(INFORMATION SHOWN begins)
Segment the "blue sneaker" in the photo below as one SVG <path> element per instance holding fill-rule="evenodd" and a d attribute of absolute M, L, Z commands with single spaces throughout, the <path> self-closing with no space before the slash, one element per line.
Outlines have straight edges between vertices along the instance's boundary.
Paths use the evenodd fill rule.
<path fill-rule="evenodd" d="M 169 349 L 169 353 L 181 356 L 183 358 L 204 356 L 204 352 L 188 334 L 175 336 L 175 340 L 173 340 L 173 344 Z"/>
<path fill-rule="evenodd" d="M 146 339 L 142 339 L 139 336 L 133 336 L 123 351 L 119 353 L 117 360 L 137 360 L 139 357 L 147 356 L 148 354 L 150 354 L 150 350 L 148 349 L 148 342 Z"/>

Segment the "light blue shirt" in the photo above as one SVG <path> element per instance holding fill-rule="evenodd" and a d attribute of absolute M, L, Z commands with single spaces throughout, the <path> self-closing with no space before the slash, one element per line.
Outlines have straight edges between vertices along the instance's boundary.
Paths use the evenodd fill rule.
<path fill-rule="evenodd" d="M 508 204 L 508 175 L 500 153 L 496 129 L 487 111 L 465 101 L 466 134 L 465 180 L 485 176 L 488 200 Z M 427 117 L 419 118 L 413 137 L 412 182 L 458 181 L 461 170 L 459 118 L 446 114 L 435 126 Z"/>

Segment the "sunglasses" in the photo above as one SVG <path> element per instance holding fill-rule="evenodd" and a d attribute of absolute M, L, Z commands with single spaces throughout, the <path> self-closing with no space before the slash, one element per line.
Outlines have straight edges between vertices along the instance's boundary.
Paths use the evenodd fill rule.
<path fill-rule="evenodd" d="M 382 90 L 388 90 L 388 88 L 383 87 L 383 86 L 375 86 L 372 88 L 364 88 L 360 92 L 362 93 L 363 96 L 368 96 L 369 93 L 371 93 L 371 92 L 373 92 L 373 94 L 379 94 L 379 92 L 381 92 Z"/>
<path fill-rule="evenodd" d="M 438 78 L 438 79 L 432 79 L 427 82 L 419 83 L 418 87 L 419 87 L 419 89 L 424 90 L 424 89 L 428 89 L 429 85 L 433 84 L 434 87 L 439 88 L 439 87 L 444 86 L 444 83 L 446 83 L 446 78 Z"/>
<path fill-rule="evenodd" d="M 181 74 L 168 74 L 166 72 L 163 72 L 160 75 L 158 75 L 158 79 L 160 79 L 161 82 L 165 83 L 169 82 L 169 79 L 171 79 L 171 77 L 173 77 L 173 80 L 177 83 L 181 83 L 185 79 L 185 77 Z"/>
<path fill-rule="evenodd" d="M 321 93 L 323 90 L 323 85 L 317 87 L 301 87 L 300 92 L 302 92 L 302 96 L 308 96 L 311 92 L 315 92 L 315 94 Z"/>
(INFORMATION SHOWN ends)
| DIRECTIONS |
Retype the records above in full. Every word should match.

| COMPLETED EXERCISE |
Segment the "blue sneaker" in the photo below as one SVG <path> element per instance holding fill-rule="evenodd" and a d attribute of absolute M, L, Z commands with single spaces throughout, the <path> self-closing with no space before the slash, one element per line.
Outlines have straight edges between vertices along the instance's boundary.
Paths use the evenodd fill rule.
<path fill-rule="evenodd" d="M 169 349 L 169 353 L 181 356 L 183 358 L 204 356 L 204 352 L 188 334 L 175 336 L 175 340 L 173 340 L 173 344 Z"/>
<path fill-rule="evenodd" d="M 146 339 L 142 339 L 139 336 L 133 336 L 123 351 L 119 353 L 117 360 L 137 360 L 139 357 L 147 356 L 148 354 L 150 354 L 150 350 L 148 349 L 148 342 Z"/>

Segment the "light blue shirt" in the photo above as one SVG <path> element per instance holding fill-rule="evenodd" and a d attribute of absolute M, L, Z commands with single spaces throughout, the <path> self-closing with no space before the slash, one element per line.
Outlines have straight edges between vertices along the instance's boundary.
Paths use the evenodd fill rule.
<path fill-rule="evenodd" d="M 508 204 L 508 175 L 500 153 L 496 129 L 487 111 L 465 101 L 466 134 L 465 180 L 485 176 L 488 200 Z M 427 117 L 419 118 L 413 137 L 412 182 L 458 181 L 461 170 L 459 118 L 446 114 L 435 126 Z"/>

Segment the "sunglasses" in the photo above as one SVG <path> element per instance holding fill-rule="evenodd" and a d attribute of absolute M, L, Z commands with single spaces throughout, the <path> self-closing with no space before the slash, one element per line.
Outlines have straight edges between vertices along the instance's boundary.
Paths use the evenodd fill rule.
<path fill-rule="evenodd" d="M 382 90 L 388 90 L 388 88 L 383 87 L 383 86 L 375 86 L 372 88 L 364 88 L 360 92 L 362 93 L 363 96 L 368 96 L 369 93 L 371 93 L 371 92 L 373 92 L 373 94 L 379 94 L 379 92 L 381 92 Z"/>
<path fill-rule="evenodd" d="M 438 78 L 438 79 L 432 79 L 427 82 L 419 83 L 418 87 L 419 87 L 419 89 L 424 90 L 424 89 L 428 89 L 429 85 L 433 84 L 434 87 L 439 88 L 439 87 L 444 86 L 444 83 L 446 83 L 446 78 Z"/>
<path fill-rule="evenodd" d="M 181 74 L 168 74 L 166 72 L 163 72 L 160 75 L 158 75 L 158 79 L 160 79 L 161 82 L 165 83 L 169 82 L 169 79 L 171 79 L 171 77 L 173 77 L 173 80 L 177 83 L 181 83 L 185 79 L 185 77 Z"/>
<path fill-rule="evenodd" d="M 321 93 L 323 90 L 323 85 L 317 87 L 301 87 L 300 92 L 302 92 L 302 96 L 308 96 L 311 92 L 315 92 L 315 94 Z"/>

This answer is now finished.